Rewrite the lines of the listing from the one holding "Reviewer note: check that each instance of the pointed" through the end of the listing, inclusive, substituting "image above" for "photo above" and leaving all else unchanged.

━━━━

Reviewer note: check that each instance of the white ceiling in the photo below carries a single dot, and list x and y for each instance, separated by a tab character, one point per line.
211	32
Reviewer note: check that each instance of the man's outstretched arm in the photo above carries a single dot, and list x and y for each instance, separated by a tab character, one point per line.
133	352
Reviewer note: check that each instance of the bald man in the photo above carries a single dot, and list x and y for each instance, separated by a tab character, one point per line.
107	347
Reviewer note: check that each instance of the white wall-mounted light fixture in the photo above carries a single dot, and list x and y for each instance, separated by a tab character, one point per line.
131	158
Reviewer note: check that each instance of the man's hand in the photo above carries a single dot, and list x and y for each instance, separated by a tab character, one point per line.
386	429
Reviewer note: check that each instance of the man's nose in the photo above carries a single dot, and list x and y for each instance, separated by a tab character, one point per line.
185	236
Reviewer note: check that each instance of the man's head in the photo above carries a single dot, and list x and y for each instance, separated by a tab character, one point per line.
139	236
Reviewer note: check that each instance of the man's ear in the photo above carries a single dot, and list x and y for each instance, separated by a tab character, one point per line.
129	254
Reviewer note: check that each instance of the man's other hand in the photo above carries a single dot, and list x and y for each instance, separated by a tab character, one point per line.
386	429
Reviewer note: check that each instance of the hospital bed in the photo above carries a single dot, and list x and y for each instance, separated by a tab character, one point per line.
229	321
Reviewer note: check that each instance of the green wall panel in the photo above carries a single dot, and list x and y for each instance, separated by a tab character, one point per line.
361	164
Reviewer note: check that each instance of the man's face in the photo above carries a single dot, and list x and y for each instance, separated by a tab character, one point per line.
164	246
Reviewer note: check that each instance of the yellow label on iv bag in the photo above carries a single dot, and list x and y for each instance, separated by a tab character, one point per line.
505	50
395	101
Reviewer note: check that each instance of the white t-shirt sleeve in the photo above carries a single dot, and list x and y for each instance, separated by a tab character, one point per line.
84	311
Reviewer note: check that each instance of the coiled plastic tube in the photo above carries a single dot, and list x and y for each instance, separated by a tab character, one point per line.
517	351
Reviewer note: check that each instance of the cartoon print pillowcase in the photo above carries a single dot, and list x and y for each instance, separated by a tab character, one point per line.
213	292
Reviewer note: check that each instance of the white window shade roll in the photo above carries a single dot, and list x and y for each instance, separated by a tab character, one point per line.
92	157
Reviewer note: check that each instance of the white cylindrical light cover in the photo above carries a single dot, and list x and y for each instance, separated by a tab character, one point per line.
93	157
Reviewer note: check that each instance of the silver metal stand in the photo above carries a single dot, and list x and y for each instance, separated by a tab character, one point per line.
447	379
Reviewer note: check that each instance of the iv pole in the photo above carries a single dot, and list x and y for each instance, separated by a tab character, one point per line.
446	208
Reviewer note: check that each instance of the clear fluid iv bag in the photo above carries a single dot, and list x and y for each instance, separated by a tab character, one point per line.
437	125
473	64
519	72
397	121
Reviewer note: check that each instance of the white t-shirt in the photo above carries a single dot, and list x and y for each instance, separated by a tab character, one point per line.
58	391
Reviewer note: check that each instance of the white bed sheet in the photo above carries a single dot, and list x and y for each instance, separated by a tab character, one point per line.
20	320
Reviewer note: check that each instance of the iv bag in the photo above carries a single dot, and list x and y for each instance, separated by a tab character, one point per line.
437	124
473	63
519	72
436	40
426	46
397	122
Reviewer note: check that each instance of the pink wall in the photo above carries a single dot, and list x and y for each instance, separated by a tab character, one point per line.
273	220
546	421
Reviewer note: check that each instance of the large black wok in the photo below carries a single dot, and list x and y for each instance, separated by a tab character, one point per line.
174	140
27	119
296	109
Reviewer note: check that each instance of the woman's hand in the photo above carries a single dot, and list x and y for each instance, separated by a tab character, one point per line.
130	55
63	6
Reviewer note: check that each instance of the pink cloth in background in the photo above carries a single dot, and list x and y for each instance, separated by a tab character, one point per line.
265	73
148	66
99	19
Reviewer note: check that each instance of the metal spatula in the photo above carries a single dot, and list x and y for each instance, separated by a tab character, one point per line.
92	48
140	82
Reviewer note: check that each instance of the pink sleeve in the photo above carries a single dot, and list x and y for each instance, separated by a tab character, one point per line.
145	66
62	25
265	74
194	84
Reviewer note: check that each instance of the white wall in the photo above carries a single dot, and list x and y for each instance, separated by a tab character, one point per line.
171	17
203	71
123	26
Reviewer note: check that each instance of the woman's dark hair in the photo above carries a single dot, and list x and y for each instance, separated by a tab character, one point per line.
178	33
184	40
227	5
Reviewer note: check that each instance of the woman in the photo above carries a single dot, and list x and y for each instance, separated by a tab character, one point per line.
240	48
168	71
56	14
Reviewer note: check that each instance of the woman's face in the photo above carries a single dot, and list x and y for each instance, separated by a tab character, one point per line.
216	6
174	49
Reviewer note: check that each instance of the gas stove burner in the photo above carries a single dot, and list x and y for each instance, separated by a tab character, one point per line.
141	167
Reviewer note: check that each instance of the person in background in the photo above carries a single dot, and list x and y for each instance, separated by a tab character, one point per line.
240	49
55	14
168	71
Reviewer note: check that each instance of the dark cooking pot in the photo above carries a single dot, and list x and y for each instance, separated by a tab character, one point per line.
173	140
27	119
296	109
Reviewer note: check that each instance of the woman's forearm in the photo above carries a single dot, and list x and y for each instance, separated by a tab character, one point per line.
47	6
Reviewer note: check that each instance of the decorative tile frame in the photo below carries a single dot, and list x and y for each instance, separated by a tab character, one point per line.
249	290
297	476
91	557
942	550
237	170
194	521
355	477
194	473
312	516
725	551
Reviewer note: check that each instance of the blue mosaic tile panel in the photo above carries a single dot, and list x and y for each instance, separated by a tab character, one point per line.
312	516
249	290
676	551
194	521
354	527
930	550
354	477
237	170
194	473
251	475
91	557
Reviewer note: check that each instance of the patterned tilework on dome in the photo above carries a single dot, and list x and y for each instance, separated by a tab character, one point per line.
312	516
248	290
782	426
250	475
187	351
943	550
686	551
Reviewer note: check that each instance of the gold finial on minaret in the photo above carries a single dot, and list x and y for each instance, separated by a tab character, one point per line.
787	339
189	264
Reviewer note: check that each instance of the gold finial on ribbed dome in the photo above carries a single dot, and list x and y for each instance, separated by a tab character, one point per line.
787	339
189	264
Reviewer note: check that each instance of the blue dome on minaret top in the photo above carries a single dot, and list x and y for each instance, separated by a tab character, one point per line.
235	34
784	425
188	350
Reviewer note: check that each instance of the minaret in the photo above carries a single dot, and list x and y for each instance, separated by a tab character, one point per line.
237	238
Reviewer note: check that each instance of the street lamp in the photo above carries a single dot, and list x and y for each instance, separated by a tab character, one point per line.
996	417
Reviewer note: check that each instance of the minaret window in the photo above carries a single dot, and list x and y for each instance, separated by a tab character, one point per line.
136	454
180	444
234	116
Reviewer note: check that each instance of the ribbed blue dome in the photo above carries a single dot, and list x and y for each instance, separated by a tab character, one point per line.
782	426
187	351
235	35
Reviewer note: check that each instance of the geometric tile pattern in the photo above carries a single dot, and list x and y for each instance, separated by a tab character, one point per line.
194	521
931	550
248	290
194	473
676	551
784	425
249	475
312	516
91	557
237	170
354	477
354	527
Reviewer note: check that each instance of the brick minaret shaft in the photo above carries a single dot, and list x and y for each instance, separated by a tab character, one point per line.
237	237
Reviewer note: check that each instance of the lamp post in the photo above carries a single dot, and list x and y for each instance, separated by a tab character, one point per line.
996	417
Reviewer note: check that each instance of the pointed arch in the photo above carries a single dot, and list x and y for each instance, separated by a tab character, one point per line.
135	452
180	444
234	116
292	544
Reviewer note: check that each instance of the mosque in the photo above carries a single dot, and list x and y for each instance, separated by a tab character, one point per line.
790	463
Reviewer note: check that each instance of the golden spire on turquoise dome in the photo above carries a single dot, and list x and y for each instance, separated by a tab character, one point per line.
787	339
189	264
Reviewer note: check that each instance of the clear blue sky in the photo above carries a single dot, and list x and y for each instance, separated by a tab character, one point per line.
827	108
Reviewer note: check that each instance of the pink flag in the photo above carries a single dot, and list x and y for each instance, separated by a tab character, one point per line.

━━━━

*Reply to the exercise*
Reviewer note: check that each instance of the pointed arch in the image above carries a single dot, and list x and y for each instance, separated by a tab character, one point per line.
135	452
180	444
234	116
292	544
Reviewer note: check that each instance of the mosque in the image above carries a single dot, and list x and y for each instance, separated by a tab character, one point per line.
790	463
Reviewer note: check that each instance of the golden spire on turquoise dome in the image above carries a single dot, and list x and y for each instance, separated by a tab character, one point per line.
787	339
189	264
Reviewer note: check that each instance of the clear blue sky in the image above carries a single dot, and list x and y for each instance, separated by a tab character, one point per line.
827	108
Reviewer note: check that each instance of the pink flag in the image above carries a single dot, and list x and y for each instance, separated by a tab character, one point per line.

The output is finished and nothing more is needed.